For the data that follows, report how many lines include the string "white", and write the number alone.

- _MATERIAL SUPPLIED_:
___
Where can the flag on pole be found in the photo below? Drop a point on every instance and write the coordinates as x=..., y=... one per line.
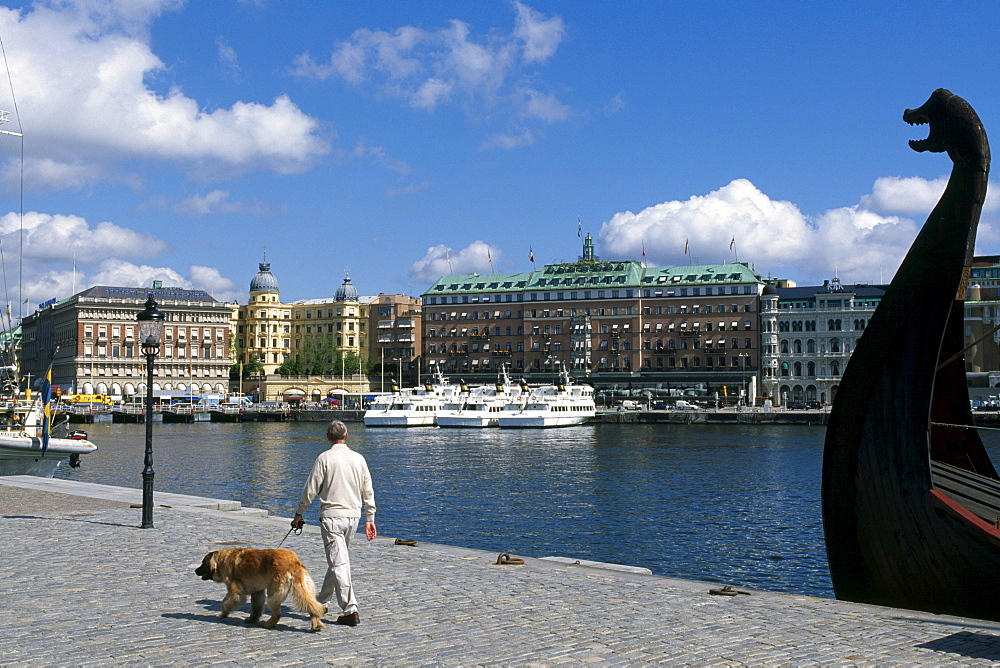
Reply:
___
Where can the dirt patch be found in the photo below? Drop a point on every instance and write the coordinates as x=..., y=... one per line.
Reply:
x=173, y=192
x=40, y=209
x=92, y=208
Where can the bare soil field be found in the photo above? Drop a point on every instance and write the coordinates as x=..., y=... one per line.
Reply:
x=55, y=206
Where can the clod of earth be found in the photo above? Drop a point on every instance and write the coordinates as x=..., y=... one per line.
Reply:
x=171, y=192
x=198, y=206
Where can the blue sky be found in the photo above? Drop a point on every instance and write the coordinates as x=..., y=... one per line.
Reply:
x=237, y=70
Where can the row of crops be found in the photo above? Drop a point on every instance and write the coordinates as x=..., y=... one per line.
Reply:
___
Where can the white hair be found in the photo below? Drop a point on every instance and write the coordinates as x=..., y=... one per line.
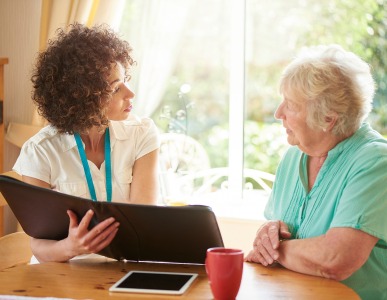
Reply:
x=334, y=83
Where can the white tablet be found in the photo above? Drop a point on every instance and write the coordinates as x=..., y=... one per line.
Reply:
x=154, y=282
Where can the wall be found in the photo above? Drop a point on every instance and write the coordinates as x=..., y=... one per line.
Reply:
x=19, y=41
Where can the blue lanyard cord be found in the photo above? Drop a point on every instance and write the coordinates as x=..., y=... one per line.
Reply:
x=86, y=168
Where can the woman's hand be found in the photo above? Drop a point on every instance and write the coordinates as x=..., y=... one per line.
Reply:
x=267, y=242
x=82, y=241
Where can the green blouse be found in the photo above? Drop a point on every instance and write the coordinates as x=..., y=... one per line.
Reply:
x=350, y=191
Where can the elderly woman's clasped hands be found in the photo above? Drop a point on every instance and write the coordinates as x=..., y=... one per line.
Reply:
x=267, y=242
___
- _REPLY_: 2